A block of data:

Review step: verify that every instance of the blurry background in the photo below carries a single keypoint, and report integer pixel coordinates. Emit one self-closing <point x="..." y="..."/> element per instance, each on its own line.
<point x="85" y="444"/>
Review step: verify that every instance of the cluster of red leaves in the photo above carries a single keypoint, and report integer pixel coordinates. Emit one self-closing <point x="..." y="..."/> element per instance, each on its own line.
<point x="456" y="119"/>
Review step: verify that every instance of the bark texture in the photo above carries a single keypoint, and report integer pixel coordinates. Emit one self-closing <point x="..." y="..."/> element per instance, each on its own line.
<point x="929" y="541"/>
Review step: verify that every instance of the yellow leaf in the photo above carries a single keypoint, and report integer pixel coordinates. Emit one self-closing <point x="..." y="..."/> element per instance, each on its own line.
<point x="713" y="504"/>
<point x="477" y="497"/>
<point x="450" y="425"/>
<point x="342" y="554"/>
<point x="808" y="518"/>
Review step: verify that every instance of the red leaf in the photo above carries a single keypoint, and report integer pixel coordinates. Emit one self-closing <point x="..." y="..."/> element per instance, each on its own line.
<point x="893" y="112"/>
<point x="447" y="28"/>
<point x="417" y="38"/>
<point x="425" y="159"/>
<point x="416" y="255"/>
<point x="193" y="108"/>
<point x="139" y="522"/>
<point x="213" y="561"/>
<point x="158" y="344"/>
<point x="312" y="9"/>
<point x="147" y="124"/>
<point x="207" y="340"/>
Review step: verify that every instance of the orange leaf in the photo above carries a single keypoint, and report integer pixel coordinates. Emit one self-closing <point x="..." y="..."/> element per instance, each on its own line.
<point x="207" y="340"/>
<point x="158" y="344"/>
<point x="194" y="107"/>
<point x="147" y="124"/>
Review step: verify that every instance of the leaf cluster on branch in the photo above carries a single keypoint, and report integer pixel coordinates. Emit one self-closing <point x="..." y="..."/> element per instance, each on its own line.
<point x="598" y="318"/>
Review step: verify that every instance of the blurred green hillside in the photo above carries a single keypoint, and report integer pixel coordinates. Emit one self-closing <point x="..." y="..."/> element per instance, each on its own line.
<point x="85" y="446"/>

Task description: Copy out all of the records above line for line, with no changes.

Written response:
Review step: verify that every instance of the blurry background in the photo below carries a single keypoint, and report integer pixel coordinates. Emit one self-closing <point x="..." y="..."/> element per instance, each on its own line.
<point x="85" y="444"/>
Review step: verify that every instance of the cluster of red leaves in the photo above carries a single keypoint, and report integer pixel coordinates. Emit one self-closing <point x="..." y="..."/> element per instance, each on its own line.
<point x="456" y="119"/>
Review step: verify that every instance of the bark texture in the photo above carries a single keypoint, and report integer pixel coordinates. Emit one self-closing <point x="..." y="..."/> element per instance, each on its own line.
<point x="929" y="541"/>
Review step: verify that every instance of the yellow leaf in the photo above carries a single keypoint, and report integer pixel coordinates. Emit one self-closing <point x="..." y="..."/> element per instance, each on its own line.
<point x="713" y="504"/>
<point x="477" y="497"/>
<point x="450" y="425"/>
<point x="342" y="554"/>
<point x="808" y="518"/>
Review step: verify that every instance of the red leaf in the photo above carries a single keypoint, and report integer pixel coordinates. Emit one self-closing <point x="..." y="..."/> element per instance, each on its own line.
<point x="893" y="112"/>
<point x="447" y="28"/>
<point x="417" y="38"/>
<point x="425" y="159"/>
<point x="416" y="255"/>
<point x="193" y="108"/>
<point x="139" y="522"/>
<point x="213" y="561"/>
<point x="158" y="344"/>
<point x="312" y="9"/>
<point x="147" y="124"/>
<point x="207" y="340"/>
Review step: verify that every instance of the orange leaf in the photo above carries a single keypoint, and report integer pixel coordinates. Emit one self-closing <point x="..." y="..."/> element per instance, each on its own line.
<point x="207" y="340"/>
<point x="158" y="344"/>
<point x="194" y="107"/>
<point x="147" y="124"/>
Review step: verify that every instance of the leaf cluster on branch in the photo above carries a single keypoint, and report integer pixel coordinates. Emit one self-closing <point x="..." y="..."/> element per instance, each on its own line.
<point x="598" y="318"/>
Review step: verify that every instance of the blurred green hillside in the photo above carries a single keypoint, and report integer pixel coordinates. Emit one self-closing <point x="..." y="..."/> element per instance, each on its own line.
<point x="85" y="446"/>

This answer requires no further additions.